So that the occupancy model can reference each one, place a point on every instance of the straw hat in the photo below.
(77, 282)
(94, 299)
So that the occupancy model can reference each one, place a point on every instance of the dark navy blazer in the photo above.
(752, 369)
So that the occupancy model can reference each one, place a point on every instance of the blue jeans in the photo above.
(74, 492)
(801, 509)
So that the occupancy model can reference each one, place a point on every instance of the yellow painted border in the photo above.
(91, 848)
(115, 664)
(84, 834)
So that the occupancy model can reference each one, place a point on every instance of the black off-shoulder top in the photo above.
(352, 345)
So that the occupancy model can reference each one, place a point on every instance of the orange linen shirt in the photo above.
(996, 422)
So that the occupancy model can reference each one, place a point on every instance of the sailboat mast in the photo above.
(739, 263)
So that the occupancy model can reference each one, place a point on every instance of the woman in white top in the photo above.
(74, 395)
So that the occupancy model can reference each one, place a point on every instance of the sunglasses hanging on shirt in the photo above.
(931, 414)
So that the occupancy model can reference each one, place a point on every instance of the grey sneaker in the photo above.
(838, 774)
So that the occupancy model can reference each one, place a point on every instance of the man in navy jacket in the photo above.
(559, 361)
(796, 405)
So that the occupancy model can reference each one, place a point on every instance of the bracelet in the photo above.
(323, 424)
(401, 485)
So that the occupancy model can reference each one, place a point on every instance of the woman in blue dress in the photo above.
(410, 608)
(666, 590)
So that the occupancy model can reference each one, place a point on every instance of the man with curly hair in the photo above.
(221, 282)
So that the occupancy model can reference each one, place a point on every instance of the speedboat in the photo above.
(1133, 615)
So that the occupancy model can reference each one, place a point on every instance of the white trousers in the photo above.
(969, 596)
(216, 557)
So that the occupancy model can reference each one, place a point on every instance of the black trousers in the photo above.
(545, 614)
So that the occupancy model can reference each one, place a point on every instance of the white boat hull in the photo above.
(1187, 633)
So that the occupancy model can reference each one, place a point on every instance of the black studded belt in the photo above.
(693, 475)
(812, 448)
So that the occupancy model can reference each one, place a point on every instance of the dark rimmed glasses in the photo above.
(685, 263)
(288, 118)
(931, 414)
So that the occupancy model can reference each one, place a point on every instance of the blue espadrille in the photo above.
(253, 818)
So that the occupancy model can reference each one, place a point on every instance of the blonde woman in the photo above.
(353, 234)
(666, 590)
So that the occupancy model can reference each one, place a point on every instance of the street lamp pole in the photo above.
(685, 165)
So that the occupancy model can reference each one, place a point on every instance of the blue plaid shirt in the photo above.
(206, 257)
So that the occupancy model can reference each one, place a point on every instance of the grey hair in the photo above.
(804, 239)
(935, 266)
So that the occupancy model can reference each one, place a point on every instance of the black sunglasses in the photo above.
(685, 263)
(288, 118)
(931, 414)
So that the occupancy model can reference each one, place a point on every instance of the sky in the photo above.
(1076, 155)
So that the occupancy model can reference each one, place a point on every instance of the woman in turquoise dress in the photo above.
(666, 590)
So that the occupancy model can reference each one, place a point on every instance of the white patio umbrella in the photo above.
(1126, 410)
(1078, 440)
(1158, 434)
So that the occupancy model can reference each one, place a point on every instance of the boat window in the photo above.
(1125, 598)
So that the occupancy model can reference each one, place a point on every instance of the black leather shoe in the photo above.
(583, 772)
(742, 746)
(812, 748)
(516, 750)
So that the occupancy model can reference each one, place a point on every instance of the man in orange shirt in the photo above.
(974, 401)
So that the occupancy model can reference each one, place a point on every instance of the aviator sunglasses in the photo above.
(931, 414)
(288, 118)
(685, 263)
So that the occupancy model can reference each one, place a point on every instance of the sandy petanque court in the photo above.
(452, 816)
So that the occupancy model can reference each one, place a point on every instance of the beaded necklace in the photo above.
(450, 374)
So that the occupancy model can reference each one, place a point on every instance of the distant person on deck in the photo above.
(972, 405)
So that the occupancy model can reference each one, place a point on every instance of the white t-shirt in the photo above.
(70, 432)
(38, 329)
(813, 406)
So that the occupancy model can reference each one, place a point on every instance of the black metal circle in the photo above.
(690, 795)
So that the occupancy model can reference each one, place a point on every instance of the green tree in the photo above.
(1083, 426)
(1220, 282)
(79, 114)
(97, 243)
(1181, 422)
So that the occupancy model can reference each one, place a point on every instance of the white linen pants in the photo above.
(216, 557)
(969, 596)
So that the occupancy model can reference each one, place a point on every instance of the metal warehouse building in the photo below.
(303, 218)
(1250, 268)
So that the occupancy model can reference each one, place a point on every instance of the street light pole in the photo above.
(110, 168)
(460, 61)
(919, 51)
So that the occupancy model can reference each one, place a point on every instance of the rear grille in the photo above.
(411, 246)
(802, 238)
────────────────
**TASK DESCRIPTION**
Rescale the records from the line with "circle in the photo above." to the line with "(1181, 422)", both included. Reproduce every line of that span, the labeling instructions too. Multiply each coordinate in the answers by 1.8 and round it to a whole number, with halves rounded up.

**RESPONSE BELOW**
So that the occupancy model can reference each one, place a point on every instance of the black metal circle in the photo above.
(1242, 1431)
So that the occupancy model can reference each one, place a point on every instance of the green tree in the photo above.
(1949, 767)
(2196, 508)
(142, 205)
(175, 437)
(2126, 760)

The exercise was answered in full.